Problem
Fuzzy string matching is defined as a method for finding approximate matches between strings, checking their similarity, and calculating their difference. This can be used to identify character corruption due to spelling errors, transposed characters, missing characters, or abbreviations. This method uses algorithms to detect similar sounding strings. Microsoft is introducing fuzzy string matching in SQL Server 2025. Is it possible to have similar features in previous versions of SQL Server?
Solution
Let’s see how to build Fuzzy String Matching functions using T-SQL.
Fuzzy String-Matching Functions
- EDIT_DISTANCE: This function tells how many changes need to be completed to turn one word into another one, by adding, deleting, or swapping letters. Lower is better, and lower than 2 indicates a probable small typo or abbreviation.

# # # # # # #

§ **Task item a**: Express the records as a numbered list, starting at their first line and ending with the line that contains "103L181 159L54 107L55", including both ends and omitting any blank lines.
The fuzzy string matching article and the records have no connection to each other.

Dataset entries

# # # # # # #

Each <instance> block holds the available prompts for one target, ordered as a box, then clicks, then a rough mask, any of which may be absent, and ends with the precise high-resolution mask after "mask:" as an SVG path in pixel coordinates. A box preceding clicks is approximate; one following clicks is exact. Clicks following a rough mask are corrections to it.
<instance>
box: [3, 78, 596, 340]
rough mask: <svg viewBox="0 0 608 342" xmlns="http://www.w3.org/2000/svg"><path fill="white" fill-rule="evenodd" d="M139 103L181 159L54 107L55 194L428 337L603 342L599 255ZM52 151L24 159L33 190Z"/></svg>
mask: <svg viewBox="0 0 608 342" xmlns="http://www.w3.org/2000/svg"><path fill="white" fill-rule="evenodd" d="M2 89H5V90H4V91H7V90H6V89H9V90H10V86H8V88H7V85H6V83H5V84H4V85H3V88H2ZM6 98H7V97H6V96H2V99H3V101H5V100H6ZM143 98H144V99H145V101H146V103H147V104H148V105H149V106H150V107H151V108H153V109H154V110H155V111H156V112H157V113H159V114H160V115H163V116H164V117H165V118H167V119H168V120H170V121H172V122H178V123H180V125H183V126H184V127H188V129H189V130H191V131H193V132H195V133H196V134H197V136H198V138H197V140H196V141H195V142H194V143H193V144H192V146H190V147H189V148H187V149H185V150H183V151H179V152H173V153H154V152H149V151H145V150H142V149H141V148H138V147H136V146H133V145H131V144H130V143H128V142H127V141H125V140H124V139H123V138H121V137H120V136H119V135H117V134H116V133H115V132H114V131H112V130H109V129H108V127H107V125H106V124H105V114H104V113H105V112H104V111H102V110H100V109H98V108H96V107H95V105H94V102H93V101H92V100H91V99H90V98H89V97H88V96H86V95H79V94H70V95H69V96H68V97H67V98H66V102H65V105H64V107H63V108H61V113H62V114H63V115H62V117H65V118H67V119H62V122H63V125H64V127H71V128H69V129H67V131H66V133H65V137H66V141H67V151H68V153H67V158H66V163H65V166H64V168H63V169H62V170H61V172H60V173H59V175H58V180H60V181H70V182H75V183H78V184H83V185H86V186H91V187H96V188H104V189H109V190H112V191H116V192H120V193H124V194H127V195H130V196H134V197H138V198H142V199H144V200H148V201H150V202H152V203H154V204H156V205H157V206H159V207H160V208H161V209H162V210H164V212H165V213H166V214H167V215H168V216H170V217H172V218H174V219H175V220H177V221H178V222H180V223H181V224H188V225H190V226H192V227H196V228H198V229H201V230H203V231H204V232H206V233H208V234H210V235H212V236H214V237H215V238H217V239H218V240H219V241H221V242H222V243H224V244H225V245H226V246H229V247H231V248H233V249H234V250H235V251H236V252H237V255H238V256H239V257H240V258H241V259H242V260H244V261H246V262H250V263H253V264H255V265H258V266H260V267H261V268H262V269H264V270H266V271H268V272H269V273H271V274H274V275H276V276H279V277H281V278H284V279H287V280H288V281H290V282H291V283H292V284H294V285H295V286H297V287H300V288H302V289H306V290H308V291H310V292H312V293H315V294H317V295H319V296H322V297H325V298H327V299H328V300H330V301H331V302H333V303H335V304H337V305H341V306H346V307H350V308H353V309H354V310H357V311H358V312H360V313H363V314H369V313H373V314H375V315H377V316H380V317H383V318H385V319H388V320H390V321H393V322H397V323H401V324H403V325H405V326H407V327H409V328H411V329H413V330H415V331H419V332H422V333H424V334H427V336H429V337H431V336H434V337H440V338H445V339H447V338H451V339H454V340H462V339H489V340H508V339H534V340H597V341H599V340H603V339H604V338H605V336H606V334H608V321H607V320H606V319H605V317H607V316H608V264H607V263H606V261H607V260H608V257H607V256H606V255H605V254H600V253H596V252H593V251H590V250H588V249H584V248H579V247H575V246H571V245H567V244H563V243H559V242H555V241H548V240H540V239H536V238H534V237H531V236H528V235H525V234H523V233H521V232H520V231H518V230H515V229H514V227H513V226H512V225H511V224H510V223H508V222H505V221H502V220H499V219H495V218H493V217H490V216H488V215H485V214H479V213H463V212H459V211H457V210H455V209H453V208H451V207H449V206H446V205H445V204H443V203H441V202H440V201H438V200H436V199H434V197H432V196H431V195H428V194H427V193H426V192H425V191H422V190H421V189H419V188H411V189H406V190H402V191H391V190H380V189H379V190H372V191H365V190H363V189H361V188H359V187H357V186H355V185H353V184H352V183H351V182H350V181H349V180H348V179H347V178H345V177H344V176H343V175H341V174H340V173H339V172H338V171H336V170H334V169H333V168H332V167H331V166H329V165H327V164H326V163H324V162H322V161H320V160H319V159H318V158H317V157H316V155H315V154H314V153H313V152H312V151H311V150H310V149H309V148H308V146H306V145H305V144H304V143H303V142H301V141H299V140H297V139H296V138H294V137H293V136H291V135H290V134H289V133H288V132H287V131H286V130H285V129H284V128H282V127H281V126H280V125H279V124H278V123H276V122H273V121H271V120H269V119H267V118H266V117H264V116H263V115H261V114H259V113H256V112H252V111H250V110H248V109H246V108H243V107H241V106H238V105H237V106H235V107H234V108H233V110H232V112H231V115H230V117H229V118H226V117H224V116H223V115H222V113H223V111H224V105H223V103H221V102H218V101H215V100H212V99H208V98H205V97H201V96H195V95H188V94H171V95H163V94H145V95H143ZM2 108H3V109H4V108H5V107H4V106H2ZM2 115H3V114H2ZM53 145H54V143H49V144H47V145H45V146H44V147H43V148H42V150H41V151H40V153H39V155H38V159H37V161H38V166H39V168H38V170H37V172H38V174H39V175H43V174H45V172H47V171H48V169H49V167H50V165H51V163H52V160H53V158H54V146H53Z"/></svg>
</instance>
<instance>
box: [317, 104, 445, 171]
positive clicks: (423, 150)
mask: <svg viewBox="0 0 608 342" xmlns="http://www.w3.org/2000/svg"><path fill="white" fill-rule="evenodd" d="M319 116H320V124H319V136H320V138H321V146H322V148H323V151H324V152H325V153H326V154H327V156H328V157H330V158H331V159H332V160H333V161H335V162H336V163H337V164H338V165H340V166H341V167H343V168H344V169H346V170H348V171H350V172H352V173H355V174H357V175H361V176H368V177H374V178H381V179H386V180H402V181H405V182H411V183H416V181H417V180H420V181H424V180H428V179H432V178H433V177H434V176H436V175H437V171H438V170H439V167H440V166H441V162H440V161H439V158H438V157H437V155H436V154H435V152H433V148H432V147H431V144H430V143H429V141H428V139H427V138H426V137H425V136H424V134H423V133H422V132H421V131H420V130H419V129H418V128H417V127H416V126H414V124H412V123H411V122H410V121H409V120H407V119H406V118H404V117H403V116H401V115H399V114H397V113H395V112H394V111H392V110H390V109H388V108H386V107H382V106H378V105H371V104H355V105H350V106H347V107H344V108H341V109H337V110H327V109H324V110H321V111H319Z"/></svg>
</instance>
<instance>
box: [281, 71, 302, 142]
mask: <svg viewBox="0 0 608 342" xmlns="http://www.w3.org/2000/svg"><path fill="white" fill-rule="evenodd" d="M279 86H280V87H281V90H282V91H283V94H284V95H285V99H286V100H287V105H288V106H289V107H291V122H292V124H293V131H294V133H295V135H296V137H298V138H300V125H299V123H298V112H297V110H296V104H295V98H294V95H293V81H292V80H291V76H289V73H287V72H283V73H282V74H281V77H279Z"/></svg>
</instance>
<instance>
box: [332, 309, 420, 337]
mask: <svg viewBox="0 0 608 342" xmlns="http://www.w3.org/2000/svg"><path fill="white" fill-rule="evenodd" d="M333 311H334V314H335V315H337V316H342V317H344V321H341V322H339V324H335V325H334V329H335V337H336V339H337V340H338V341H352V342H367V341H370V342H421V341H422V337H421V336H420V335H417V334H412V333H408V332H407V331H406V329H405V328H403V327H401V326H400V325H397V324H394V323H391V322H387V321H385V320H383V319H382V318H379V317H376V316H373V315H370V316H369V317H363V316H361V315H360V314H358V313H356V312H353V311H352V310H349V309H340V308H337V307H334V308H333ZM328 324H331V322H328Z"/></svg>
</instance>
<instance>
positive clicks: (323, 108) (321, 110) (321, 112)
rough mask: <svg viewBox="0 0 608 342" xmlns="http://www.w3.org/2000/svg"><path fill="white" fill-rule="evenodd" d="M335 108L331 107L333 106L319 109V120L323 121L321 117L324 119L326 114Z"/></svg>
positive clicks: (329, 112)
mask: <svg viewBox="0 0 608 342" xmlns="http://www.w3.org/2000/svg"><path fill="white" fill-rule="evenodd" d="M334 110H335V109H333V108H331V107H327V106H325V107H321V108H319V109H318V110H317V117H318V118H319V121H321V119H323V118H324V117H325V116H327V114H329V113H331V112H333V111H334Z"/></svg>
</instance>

# # # # # # #

§ **Task item b**: Quote the fuzzy string matching article word for word from "Fuzzy String-Matching Functions" up to and including "typo or abbreviation.".

§ **Response a**:
1. Each <instance> block holds the available prompts for one target, ordered as a box, then clicks, then a rough mask, any of which may be absent, and ends with the precise high-resolution mask after "mask:" as an SVG path in pixel coordinates. A box preceding clicks is approximate; one following clicks is exact. Clicks following a rough mask are corrections to it.
2. <instance>
3. box: [3, 78, 596, 340]
4. rough mask: <svg viewBox="0 0 608 342" xmlns="http://www.w3.org/2000/svg"><path fill="white" fill-rule="evenodd" d="M139 103L181 159L54 107L55 194L428 337L603 342L599 255ZM52 151L24 159L33 190Z"/></svg>

§ **Response b**:
Fuzzy String-Matching Functions
- EDIT_DISTANCE: This function tells how many changes need to be completed to turn one word into another one, by adding, deleting, or swapping letters. Lower is better, and lower than 2 indicates a probable small typo or abbreviation.